→ WHAT THE TASK ASKS: Reproduce the part of the material below that opens with the line containing "For every instance of the black" and runs through the end of the material, substituting "sleeveless shirt" for "tank top" and leaving everything else unchanged.

→ EXTRACTED INFORMATION:
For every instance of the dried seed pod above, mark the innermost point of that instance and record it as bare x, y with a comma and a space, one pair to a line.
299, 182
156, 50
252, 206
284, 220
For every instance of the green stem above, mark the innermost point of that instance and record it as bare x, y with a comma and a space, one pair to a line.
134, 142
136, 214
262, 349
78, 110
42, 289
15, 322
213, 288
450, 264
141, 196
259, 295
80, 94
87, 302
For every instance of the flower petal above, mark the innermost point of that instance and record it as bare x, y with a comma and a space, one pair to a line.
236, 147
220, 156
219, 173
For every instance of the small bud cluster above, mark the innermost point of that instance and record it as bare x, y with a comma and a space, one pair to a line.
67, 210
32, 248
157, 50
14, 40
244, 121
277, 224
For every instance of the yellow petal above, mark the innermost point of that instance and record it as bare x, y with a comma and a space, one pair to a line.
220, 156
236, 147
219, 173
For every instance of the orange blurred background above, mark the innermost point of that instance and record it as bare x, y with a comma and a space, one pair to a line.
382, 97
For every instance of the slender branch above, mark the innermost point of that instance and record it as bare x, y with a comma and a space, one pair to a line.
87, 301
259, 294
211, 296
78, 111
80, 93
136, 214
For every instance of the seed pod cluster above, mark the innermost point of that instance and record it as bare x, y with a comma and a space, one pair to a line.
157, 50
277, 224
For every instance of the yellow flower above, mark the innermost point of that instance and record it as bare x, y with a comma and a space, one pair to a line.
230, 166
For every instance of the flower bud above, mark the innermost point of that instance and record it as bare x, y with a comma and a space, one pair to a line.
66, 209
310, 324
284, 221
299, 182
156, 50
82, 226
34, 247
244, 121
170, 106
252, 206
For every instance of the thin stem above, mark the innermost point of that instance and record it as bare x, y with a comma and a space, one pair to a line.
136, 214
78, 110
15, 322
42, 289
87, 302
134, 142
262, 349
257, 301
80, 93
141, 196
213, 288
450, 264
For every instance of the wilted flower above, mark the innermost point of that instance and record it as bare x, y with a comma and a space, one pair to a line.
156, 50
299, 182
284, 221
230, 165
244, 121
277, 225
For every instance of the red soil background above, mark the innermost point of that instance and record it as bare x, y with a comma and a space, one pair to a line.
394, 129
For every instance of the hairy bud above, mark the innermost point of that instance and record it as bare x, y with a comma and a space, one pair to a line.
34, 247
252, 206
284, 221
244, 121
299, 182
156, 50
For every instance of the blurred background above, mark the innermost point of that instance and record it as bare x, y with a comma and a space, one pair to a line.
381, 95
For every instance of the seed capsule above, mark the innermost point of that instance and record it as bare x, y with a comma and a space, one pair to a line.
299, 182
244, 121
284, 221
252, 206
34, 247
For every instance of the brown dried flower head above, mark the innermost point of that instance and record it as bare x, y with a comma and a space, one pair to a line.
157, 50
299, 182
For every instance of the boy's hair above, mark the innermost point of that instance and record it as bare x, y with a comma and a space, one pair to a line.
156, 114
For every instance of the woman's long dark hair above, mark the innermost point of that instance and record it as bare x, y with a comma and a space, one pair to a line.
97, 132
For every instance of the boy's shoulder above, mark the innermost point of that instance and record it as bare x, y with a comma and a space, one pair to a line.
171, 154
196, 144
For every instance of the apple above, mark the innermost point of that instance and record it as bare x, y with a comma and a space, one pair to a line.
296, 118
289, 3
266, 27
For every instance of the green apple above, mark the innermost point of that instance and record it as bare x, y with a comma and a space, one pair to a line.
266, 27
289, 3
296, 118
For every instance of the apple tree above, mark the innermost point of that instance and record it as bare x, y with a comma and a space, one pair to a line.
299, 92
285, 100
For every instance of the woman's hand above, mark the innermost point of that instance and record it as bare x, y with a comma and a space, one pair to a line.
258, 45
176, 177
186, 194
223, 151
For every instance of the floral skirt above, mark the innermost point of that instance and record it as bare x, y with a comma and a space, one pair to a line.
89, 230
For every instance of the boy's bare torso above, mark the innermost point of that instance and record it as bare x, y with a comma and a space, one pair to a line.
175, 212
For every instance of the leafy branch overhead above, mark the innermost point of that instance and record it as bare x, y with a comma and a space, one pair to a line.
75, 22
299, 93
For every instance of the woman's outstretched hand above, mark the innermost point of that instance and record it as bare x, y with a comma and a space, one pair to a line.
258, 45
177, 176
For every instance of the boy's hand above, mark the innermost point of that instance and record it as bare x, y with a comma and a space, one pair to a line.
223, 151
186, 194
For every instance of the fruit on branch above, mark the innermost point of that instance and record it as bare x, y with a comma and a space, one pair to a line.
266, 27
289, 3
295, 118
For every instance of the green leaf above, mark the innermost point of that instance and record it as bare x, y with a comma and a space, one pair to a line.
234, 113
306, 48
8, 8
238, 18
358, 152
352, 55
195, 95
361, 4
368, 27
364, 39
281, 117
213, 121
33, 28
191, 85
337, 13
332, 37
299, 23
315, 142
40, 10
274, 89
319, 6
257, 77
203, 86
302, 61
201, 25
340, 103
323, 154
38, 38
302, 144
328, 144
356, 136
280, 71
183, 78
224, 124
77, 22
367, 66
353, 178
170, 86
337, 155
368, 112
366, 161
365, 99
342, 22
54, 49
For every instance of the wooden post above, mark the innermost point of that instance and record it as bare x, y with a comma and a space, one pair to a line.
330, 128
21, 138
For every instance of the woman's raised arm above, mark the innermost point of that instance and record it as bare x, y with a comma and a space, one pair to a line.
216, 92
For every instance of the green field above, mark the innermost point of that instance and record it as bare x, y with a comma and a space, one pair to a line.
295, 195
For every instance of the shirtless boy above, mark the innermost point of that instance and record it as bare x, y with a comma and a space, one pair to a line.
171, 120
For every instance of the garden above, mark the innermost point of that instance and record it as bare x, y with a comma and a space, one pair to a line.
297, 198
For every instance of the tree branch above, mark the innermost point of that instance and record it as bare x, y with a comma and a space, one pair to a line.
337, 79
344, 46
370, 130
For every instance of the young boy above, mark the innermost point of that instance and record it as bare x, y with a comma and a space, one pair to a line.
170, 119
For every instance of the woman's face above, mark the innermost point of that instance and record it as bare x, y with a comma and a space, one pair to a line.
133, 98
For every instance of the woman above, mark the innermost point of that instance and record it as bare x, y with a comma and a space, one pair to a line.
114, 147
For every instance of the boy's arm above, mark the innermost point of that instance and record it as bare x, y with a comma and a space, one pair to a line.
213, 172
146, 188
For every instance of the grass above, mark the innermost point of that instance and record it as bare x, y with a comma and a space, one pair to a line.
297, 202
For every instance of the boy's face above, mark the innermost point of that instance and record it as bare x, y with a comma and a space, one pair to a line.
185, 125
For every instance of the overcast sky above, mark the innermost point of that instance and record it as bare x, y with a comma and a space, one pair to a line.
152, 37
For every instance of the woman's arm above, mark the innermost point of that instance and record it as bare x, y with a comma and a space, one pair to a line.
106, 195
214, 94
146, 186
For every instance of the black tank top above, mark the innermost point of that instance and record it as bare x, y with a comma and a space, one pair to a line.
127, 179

→ WORKED SOLUTION:
For every instance of the black sleeveless shirt above, mark the innermost point of that instance and record it as bare x, y with a comma and a space, one pair to a line.
127, 179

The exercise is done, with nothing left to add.